_Required work_
Pick up the Buffy episode countdown below after its last line, and write the entry for "After Life" in the same format as the earlier entries.

Notable Guest Stars: David Wells as the Cheese Man, who I put here because it’s a funny character name; Armin Shimerman as Principal Snyder, back from the dead in dream form; George Hertzberg as Adam, seen for the first time without his makeup.

It Made The List Because: “Restless” was unlike any Buffy episode filmed or aired, before or since. There’s an exhaustive write-up of it on Wikipedia. It’s interesting to me that, about a week before I saw this episode, someone in my writing group mentioned it in reference to the use of dreams in fiction. Overall it was a weird, interesting episode, but for more, I’ll leave you to the wiki.


14: Prophecy Girl (Season 1, Episode 12)

Xander – “You were looking at my neck.”
Angel – “What?”
Xander – “You were checking out my neck. I saw that.”
Angel – “No, I wasn’t.”
Xander – “Just keep your distance, pal.”
Angel – “I wasn’t looking at your neck.”
Xander – “I told you to eat before we left.”

Synopsis: Buffy faces off against The Master, despite the fact that a prophecy has her dying at his hands. Well, it happens; he drinks her blood and throws her face-down into a pool of water where she drowns. Xander brings her back with CPR, and she goes on to kill The Master and end the season.

Notable Guest Stars: No one not already mentioned.

It Made The List Because: Buffy’s death in this episode reinforces Joss Whedon’s predilection for killing main characters, but it also sets up several interesting storylines, most notably those of Kendra and Faith.


13: After Life (Season 6, Episode 3)

_Stored data_
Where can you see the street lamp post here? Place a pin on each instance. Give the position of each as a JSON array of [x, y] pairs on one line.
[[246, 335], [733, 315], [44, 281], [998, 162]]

_Output_
Buffy – “I was happy. Wherever I was … I was happy …at peace. I knew that everyone I cared about was all right. I knew it. Time…didn’t mean anything. Nothing had form. But I was still me, you know? And I was warm. And I was loved. And I was finished. Complete. I … I don’t understand theology or dimensions, any of it really… but I think I was in heaven. And now I’m not. I was torn out of there. Pulled out, by my friends. Everything here is hard and bright and violent. Everything I feel, everything I touch. This is Hell. Just getting through the next moment, and the one after that. Knowing what I’ve lost.”

Synopsis: In the previous two-parter, Buffy was resurrected after sacrificing herself in the Season Five finale to save her sister. Now she’s trying to get back to normal. Unfortunately, a demon followed her back from wherever she was, using Willow’s magic as a guide; Willow and Tara use magic to make it solid, and Buffy kills it. At the end of the episode, Buffy tells Spike that she was in heaven, not hell.

Notable Guest Stars: Amber Benson as Tara, although really she doesn’t count because she was more or less a regular by this point.

It Made The List Because: Glory, season five’s Big Bad, came from a Hell Dimension. The rift she was trying to open with the key (Dawn) should have led back to it, right? Well, not so much. This episode begins Willow’s downfall into magic addiction by showing the consequences of her actions and her selfishness (wanting Buffy back despite her friend having nobly sacrificed herself) and also strengthens the relationship between Spike and Buffy.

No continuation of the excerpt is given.